◆ **Problem**: Reproduce the first line of the material below and each line after it, exactly, through the line containing "Tag the wet", and give nothing more.

◆ **Data records**:
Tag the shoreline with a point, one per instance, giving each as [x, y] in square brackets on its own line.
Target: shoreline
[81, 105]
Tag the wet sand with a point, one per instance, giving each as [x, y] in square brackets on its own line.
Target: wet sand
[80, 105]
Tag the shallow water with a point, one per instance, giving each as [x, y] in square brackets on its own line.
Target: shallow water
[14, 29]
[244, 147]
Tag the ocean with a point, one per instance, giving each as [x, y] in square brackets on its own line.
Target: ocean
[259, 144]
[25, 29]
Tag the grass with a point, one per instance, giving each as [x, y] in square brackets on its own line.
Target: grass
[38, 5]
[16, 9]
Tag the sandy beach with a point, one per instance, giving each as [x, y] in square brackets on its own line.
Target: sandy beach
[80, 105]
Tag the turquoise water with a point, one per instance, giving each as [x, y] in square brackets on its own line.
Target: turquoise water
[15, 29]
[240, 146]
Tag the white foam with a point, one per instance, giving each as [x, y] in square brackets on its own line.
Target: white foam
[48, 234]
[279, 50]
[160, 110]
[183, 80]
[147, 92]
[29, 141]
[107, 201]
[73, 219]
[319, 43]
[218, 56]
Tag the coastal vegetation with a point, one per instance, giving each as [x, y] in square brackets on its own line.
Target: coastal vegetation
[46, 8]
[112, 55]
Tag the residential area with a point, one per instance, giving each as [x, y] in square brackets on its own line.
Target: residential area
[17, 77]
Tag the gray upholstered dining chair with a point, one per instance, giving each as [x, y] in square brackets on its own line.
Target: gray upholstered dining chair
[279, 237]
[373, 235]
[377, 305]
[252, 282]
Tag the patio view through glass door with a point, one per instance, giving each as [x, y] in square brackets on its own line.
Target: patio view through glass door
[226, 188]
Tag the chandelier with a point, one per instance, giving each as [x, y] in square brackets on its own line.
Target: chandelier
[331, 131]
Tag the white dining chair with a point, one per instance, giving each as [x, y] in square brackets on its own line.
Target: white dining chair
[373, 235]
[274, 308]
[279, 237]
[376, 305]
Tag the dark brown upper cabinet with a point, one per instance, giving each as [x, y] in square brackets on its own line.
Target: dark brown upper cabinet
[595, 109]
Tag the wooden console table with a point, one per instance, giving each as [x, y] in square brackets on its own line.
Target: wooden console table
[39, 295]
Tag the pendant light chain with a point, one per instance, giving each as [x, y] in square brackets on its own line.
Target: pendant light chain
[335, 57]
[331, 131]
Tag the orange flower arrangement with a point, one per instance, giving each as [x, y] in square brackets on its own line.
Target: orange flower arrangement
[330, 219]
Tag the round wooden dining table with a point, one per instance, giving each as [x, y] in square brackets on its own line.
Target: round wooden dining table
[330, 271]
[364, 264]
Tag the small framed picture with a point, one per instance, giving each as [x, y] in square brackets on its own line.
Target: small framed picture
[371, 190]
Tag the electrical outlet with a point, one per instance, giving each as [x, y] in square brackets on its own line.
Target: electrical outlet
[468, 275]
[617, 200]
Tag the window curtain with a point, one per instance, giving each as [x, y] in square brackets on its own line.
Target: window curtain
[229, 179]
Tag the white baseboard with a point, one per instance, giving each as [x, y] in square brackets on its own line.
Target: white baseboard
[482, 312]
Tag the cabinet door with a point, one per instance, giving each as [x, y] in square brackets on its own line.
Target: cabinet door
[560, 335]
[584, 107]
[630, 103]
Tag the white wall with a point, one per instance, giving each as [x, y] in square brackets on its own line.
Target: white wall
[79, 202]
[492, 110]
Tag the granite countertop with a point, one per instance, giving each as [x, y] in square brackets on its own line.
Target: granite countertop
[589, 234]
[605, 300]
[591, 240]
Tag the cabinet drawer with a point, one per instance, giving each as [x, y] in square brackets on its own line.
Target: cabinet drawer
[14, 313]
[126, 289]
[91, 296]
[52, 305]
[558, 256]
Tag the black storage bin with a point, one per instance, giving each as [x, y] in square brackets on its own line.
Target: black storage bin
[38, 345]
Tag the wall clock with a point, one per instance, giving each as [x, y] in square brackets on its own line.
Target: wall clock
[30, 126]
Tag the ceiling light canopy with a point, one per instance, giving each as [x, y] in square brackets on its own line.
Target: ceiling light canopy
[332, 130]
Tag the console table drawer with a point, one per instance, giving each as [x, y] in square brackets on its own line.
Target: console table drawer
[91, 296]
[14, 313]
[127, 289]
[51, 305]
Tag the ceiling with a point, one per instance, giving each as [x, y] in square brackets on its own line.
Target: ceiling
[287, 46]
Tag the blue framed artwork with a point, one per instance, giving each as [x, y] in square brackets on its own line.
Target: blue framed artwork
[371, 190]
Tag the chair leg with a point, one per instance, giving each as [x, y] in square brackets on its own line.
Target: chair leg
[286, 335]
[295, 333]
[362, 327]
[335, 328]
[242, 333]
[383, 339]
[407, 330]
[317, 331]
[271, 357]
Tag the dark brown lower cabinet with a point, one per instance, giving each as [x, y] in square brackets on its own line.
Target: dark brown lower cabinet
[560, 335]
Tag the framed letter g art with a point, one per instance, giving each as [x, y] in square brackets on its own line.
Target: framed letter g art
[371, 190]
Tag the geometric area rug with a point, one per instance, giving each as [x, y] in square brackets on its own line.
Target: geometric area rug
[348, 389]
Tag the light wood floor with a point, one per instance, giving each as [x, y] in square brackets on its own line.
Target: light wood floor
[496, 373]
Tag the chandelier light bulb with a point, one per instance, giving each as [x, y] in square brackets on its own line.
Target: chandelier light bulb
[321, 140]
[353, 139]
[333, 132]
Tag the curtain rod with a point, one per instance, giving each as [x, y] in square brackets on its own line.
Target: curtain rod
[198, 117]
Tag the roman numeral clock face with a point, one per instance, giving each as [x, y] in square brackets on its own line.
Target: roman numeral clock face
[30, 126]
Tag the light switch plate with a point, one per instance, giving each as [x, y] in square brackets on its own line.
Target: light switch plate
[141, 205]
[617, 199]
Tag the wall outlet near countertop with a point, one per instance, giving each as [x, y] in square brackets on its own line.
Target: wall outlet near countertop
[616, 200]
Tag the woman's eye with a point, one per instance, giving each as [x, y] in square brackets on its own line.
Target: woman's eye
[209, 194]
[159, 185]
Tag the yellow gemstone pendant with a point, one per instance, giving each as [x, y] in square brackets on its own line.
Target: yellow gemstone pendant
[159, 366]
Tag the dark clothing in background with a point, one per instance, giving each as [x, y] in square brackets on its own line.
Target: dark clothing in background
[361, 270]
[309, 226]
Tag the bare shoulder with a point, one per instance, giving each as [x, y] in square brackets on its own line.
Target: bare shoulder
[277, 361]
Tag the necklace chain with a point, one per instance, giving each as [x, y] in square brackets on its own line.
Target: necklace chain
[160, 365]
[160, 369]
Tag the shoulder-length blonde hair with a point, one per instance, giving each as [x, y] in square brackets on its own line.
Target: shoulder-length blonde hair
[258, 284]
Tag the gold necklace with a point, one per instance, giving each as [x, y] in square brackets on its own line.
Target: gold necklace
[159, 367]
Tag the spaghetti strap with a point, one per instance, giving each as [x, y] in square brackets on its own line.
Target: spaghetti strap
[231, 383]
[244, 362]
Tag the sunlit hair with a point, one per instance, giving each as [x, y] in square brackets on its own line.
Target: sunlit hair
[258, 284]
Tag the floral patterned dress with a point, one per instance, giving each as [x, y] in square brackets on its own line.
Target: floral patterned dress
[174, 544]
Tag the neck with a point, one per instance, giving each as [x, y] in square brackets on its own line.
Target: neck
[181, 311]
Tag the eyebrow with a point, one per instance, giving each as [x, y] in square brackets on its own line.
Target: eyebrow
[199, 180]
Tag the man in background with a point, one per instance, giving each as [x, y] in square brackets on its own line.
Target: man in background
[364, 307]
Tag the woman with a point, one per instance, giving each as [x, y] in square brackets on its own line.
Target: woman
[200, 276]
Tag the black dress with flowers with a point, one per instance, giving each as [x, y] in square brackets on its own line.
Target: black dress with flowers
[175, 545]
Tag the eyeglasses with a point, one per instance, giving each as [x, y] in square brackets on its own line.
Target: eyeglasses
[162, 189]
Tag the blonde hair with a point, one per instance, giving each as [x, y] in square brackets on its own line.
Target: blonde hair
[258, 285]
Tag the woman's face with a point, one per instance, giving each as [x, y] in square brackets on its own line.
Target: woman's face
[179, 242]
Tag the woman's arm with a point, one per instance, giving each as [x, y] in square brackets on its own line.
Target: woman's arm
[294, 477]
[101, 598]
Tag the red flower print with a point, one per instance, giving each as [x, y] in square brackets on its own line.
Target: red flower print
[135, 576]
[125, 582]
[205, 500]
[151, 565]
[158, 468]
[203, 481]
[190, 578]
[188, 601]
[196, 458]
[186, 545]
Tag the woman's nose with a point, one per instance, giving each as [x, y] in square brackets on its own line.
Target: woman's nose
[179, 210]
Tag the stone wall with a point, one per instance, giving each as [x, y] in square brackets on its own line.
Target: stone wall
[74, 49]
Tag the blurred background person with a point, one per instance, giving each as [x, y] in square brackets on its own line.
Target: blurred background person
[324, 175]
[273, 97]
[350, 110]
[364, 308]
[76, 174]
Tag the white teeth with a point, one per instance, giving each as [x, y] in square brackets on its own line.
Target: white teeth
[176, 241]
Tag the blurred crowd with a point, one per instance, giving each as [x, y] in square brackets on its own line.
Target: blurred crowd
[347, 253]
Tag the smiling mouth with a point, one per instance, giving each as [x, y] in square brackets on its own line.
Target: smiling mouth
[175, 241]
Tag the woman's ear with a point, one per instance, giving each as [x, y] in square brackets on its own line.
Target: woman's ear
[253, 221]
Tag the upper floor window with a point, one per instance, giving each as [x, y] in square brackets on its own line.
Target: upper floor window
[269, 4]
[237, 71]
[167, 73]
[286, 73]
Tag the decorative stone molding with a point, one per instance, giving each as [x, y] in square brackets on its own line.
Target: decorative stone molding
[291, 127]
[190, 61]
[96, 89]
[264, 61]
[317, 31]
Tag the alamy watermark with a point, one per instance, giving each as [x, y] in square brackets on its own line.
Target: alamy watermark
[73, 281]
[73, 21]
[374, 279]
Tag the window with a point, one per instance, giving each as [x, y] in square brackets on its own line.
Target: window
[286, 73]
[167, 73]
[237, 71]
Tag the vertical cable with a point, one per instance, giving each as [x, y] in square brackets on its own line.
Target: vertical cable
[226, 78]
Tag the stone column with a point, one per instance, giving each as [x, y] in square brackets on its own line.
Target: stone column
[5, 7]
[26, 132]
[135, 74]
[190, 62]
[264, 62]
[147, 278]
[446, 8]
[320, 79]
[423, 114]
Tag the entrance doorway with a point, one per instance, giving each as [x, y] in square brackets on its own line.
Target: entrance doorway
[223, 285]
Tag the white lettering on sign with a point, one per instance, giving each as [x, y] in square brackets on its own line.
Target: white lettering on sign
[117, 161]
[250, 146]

◆ **Solution to the problem**:
Tag the shoreline with a point, one per instance, giving each as [x, y] in square brackets on its own line.
Target: shoreline
[81, 105]
Tag the wet sand with a point, one per instance, giving each as [x, y] in square brackets on its own line.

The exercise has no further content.